- Excerpted passage -
======

From f91cf3faa0e7beb0bfbd4a8756e2a9e6a598b46c Mon Sep 17 00:00:00 2001
From: Brandon Rose <rose.brandon.m@gmail.com>
Date: Mon, 27 Apr 2020 16:53:30 -0500
Subject: [PATCH] Added proxy support for Python3

---
 README.md                |  9 +++++++++
 googlesearch/__init__.py | 21 +++++++++++++++------
 2 files changed, 24 insertions(+), 6 deletions(-)

diff --git a/README.md b/README.md
index d3b8b30874..cc3711f485 100644
--- a/README.md
+++ b/README.md
@@ -17,3 +17,12 @@ Installing
 ----------
 
     pip install google
+
+
+Proxy support (Python 3+ only)
+------------------------------
+
+    # Get the first 20 hits for: "Breaking Code" WordPress blog
+    from googlesearch import search
+    for url in search('"Breaking Code" WordPress blog', stop=20, proxy=http:proxy.ip.address:proxy_port):
+        print(url)

======

- Short problem 1 -
Reproduce the rows from the line containing "Where can you find the blue" through the line containing "(466, 1117)", copying only that stretch.

======

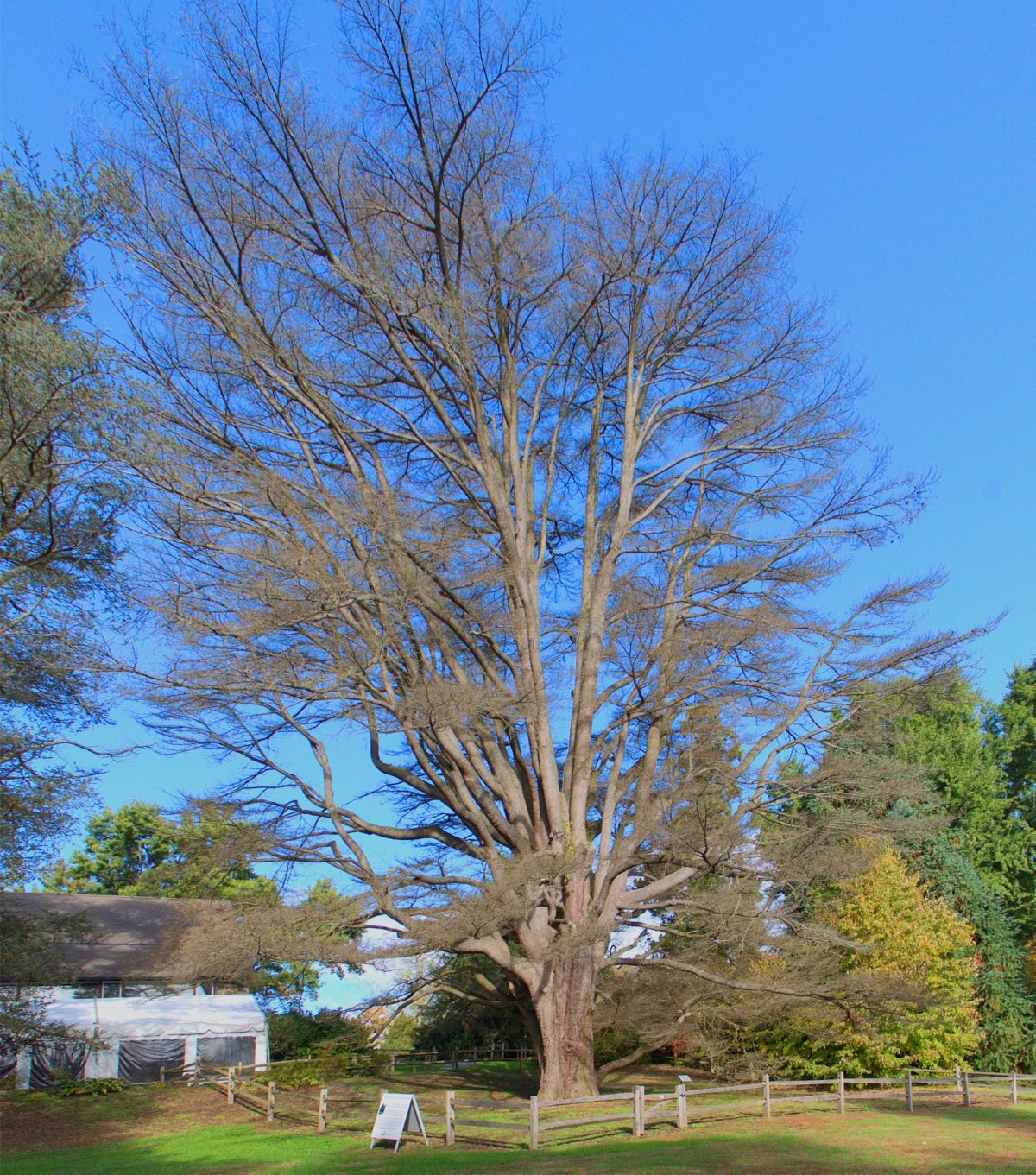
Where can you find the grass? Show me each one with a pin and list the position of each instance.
(174, 1130)
(999, 1140)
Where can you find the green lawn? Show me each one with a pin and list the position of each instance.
(932, 1141)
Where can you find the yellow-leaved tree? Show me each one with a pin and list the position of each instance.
(925, 952)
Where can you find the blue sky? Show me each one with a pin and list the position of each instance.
(902, 136)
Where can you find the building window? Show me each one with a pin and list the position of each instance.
(98, 989)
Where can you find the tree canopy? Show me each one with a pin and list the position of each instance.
(534, 476)
(60, 498)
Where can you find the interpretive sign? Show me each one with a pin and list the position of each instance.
(398, 1114)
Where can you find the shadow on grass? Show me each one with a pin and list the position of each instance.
(1000, 1140)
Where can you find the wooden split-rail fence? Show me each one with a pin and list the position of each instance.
(466, 1117)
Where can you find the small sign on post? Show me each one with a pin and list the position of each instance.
(398, 1114)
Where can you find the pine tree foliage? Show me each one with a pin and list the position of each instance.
(907, 937)
(59, 504)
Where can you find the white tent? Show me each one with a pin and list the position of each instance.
(136, 1035)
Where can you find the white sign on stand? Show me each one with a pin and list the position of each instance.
(397, 1114)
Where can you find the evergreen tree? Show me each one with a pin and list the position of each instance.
(909, 938)
(137, 851)
(59, 508)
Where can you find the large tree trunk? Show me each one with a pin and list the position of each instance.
(564, 1011)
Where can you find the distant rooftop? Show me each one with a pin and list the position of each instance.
(132, 939)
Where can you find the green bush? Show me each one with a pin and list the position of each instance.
(330, 1031)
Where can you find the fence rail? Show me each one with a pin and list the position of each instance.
(466, 1116)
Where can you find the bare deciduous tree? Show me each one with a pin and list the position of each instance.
(538, 479)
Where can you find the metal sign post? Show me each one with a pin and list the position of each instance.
(398, 1114)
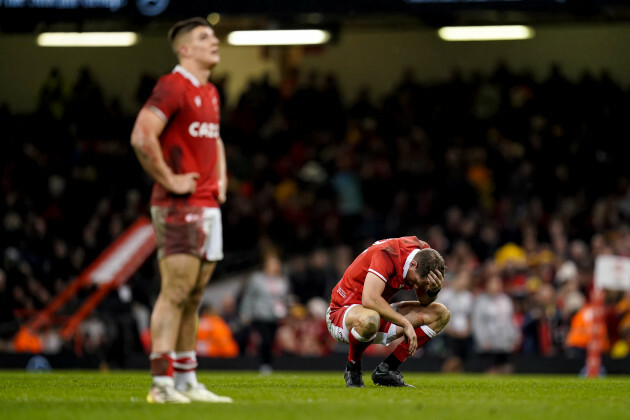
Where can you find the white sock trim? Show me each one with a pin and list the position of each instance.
(154, 356)
(428, 331)
(356, 335)
(163, 381)
(183, 354)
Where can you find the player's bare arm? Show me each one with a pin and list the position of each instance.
(434, 280)
(221, 170)
(372, 299)
(145, 142)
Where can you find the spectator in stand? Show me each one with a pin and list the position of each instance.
(494, 331)
(458, 298)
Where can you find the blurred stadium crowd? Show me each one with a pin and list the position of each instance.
(519, 183)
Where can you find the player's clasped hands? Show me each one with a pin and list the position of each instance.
(411, 338)
(435, 280)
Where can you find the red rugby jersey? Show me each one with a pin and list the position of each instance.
(189, 140)
(389, 259)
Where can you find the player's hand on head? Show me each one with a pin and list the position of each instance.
(435, 279)
(184, 183)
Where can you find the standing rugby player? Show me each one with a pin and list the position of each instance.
(176, 139)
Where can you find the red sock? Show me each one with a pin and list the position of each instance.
(357, 348)
(161, 364)
(424, 334)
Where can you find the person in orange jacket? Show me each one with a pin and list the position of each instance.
(581, 333)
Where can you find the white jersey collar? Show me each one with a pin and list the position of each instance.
(188, 75)
(408, 261)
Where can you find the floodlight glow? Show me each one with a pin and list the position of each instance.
(279, 37)
(87, 39)
(485, 33)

======

- Short problem 2 -
Carry on writing the proxy-support patch from the point where it stops.

- Written reply 1 -
Where can you find the blue sky? Show me each one with a pin and list the position of each instance.
(902, 136)
Where can you find the building window? Show me each one with a pin and list the position of each instance.
(98, 989)
Where can you find the tree canopy? Show me each one with a pin and list the position of each instance.
(534, 476)
(60, 498)
Where can you find the interpretive sign? Show me each one with a pin and list the position of each instance.
(398, 1114)
Where can you find the shadow on grass? Show me each one with a pin and list the position of each instance.
(1000, 1140)
Where can you find the wooden split-rail fence? Show me each one with a pin and list the position of each instance.
(466, 1117)

- Written reply 2 -
\ No newline at end of file
diff --git a/googlesearch/__init__.py b/googlesearch/__init__.py
index 0f21946ac8..e2a16a9260 100644
--- a/googlesearch/__init__.py
+++ b/googlesearch/__init__.py
@@ -35,7 +35,7 @@
 
 if sys.version_info[0] > 2:
     from http.cookiejar import LWPCookieJar
-    from urllib.request import Request, urlopen
+    from urllib.request import Request, ProxyHandler, urlopen, build_opener
     from urllib.parse import quote_plus, urlparse, parse_qs
 else:
     from cookielib import LWPCookieJar
@@ -153,13 +153,15 @@ def get_tbs(from_date, to_date):
 
 # Request the given URL and return the response page, using the cookie jar.
 # If the cookie jar is inaccessible, the errors are ignored.
-def get_page(url, user_agent=None):
+def get_page(url, user_agent=None, proxy=None):
     """
     Request the given URL and return the response page, using the cookie jar.
 
     :param str url: URL to retrieve.
     :param str user_agent: User agent for the HTTP requests.
         Use None for the default.
+    :param str proxy: A URL for a proxy you wish to use (e.g. http:localhost:8118)
+        Use None for no proxy.    
 
     :rtype: str
     :return: Web page retrieved for the given URL.
@@ -173,7 +175,12 @@ def get_page(url, user_agent=None):
     request = Request(url)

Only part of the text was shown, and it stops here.